DIRECTIONS FOR THIS TASK: Pull out every line of the data below that contains the word "instance", keeping only those lines. Case counts.
____________
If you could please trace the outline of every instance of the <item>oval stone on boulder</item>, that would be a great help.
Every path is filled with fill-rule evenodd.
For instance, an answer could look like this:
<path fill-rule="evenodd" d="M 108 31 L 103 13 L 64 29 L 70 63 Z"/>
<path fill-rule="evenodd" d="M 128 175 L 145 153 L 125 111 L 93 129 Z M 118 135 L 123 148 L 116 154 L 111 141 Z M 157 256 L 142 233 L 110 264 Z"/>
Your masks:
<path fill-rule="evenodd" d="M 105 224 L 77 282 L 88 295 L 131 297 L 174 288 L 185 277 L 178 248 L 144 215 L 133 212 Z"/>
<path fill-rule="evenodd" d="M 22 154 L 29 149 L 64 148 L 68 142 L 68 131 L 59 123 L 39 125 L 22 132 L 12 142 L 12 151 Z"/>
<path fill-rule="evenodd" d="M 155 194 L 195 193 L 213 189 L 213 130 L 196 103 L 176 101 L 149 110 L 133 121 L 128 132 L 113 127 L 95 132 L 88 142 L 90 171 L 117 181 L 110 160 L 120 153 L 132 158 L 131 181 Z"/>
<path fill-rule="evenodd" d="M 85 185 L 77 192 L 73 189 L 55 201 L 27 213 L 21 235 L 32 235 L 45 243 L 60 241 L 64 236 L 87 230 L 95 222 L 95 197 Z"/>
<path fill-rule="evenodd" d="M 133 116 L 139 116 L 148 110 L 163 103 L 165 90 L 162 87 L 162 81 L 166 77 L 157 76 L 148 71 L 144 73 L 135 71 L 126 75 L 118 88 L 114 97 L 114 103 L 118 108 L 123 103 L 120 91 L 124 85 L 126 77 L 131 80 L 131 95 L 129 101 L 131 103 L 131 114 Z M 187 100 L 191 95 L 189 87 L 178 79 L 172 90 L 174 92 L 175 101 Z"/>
____________
RESULT FOR THIS TASK:
If you could please trace the outline of every instance of the <item>oval stone on boulder</item>, that would be a great help.
For instance, an answer could look like this:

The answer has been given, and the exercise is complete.